### Fragment ###

Raport TNS Polska nie pozostawia złudzeń: Polacy nadal dopuszczają się stosowania przemocy wobec swoich dzieci. Ponad połowa badanych akceptuje stosowanie klapsów, przy czym większość nie uznaje ich za przemoc, a jedynie 1/3 jest świadoma tego, że obowiązuje prawny zakaz bicia dzieci.
Zgodnie z obowiązującą w Polsce od 1991 roku Konwencją o prawach dziecka, stosowanie kar cielesnych wobec dzieci jest zakazane. Zgodnie z treścią Komentarza Komitetu Praw Dziecka ONZ jest to „każde karanie, w którym została użyta siła fizyczna i które było zamierzone, by spowodować pewien stopień bólu i dolegliwości bez względu na to jak byłoby ono lekkie.” Co więcej, w 2010 roku również do kodeksu rodzinnego i opiekuńczego wprowadzone zostały przepisy dotyczące zakazu stosowania kar cielesnych. Nie są one natomiast zagrożone żadną sankcją.

### Zarejestrowane dane ###

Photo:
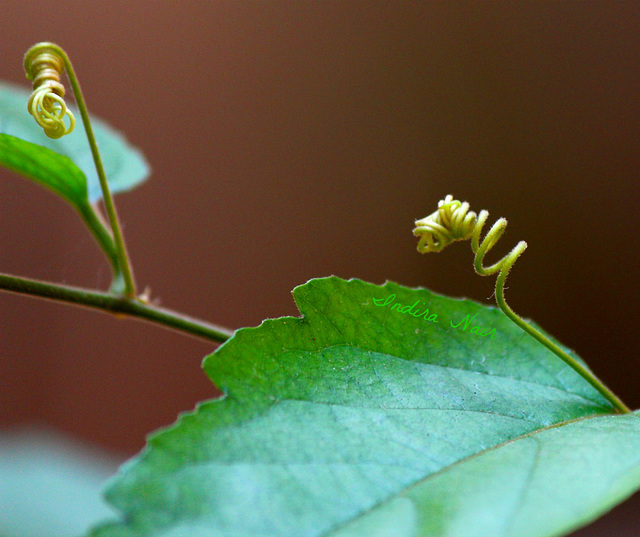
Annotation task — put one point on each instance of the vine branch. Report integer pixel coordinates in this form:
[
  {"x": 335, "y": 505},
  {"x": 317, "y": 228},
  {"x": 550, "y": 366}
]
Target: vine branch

###
### Zarejestrowane dane ###

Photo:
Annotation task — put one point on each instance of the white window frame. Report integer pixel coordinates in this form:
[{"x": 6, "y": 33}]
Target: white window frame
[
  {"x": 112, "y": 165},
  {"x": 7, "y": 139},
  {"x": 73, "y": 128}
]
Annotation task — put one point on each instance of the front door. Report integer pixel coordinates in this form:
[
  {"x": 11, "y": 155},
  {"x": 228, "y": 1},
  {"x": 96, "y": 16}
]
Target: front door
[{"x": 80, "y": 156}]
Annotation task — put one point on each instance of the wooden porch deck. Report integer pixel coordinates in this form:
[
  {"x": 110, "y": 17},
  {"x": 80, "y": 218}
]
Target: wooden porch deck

###

Przepisz słowo w słowo odcinek fragmentu o karach cielesnych wobec dzieci od słów „Raport TNS Polska” aż po słowa „zagrożone żadną sankcją.”. Do wykonania zadania wystarczy sam fragment, bez sięgania po materiał.

Rozwiązanie ćwiczenia =
Raport TNS Polska nie pozostawia złudzeń: Polacy nadal dopuszczają się stosowania przemocy wobec swoich dzieci. Ponad połowa badanych akceptuje stosowanie klapsów, przy czym większość nie uznaje ich za przemoc, a jedynie 1/3 jest świadoma tego, że obowiązuje prawny zakaz bicia dzieci.
Zgodnie z obowiązującą w Polsce od 1991 roku Konwencją o prawach dziecka, stosowanie kar cielesnych wobec dzieci jest zakazane. Zgodnie z treścią Komentarza Komitetu Praw Dziecka ONZ jest to „każde karanie, w którym została użyta siła fizyczna i które było zamierzone, by spowodować pewien stopień bólu i dolegliwości bez względu na to jak byłoby ono lekkie.” Co więcej, w 2010 roku również do kodeksu rodzinnego i opiekuńczego wprowadzone zostały przepisy dotyczące zakazu stosowania kar cielesnych. Nie są one natomiast zagrożone żadną sankcją.